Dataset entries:
----

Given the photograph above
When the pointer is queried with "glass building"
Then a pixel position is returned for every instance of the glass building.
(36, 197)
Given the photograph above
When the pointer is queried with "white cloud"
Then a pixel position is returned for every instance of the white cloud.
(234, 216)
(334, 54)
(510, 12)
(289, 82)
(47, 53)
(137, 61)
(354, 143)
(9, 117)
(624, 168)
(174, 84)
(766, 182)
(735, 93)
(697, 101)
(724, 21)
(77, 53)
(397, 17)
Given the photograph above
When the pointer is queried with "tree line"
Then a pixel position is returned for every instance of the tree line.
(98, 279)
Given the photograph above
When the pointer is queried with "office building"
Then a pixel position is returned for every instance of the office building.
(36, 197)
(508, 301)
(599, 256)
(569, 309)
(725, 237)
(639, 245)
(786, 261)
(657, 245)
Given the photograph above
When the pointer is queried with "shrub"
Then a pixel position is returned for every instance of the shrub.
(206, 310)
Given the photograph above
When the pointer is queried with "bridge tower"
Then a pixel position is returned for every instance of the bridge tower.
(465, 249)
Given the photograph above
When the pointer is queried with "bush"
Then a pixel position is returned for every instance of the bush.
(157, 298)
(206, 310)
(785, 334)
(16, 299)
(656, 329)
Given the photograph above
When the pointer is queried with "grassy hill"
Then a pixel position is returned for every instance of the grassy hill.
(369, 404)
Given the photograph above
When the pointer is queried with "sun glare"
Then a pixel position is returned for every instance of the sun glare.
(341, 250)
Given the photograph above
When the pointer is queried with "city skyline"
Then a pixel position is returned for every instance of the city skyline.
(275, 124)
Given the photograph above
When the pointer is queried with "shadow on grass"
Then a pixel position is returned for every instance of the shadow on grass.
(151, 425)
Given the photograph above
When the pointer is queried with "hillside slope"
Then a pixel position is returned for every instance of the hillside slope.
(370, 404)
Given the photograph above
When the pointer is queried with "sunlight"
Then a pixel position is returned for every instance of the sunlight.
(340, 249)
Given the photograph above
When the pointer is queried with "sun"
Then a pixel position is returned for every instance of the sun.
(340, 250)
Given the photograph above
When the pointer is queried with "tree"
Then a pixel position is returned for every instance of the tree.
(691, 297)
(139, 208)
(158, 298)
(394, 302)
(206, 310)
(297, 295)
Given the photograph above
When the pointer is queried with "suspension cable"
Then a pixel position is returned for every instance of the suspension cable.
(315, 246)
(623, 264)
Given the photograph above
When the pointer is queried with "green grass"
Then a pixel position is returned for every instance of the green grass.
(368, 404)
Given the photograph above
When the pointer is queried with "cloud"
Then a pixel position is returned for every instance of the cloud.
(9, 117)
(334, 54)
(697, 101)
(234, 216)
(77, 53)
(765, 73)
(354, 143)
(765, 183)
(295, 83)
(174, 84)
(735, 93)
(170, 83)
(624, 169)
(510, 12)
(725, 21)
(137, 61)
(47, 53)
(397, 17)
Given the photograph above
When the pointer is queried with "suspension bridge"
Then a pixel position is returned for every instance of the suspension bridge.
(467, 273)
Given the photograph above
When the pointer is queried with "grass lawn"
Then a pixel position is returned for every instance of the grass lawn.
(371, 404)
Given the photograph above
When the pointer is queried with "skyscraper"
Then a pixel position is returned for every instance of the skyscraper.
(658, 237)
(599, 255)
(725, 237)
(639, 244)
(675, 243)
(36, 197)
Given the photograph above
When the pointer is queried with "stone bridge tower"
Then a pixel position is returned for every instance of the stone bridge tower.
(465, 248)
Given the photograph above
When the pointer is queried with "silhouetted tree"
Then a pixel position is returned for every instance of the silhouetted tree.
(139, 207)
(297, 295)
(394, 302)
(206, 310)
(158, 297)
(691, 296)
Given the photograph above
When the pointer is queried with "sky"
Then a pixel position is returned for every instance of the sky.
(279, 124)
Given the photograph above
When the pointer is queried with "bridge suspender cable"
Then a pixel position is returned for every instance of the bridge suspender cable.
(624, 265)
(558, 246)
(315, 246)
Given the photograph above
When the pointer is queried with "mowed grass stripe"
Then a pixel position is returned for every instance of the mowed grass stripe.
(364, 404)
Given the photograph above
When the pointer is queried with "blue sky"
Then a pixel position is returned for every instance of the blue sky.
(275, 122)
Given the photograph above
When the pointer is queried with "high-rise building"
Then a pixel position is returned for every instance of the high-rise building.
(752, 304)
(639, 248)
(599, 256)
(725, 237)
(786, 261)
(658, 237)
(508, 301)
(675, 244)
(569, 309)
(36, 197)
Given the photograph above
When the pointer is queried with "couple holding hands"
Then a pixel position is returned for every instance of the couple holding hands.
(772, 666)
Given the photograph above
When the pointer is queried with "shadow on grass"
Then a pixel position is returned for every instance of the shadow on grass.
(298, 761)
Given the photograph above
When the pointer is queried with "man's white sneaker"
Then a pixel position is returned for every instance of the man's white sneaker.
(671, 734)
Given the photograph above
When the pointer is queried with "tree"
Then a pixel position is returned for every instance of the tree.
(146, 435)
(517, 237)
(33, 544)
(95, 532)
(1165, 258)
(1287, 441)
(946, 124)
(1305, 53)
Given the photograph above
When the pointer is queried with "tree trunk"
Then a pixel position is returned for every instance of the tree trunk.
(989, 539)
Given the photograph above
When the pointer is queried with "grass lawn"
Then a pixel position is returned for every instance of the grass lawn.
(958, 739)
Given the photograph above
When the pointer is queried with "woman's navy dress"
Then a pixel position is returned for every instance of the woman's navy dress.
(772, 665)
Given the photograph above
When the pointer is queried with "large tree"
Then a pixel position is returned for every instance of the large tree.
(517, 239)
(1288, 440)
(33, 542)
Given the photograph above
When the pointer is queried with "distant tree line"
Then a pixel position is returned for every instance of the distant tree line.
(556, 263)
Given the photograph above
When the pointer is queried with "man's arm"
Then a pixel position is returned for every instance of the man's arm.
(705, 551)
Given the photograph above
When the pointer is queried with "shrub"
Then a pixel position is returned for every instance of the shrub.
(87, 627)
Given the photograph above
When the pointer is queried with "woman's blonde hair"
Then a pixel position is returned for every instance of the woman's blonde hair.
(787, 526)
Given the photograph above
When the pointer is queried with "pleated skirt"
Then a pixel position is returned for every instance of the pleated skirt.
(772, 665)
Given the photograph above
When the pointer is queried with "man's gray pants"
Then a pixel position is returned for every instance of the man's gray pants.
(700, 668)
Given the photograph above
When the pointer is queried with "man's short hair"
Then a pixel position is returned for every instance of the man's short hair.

----

## Description of the task
Please state only the number of lines above that hold the string "short".

## Reply
2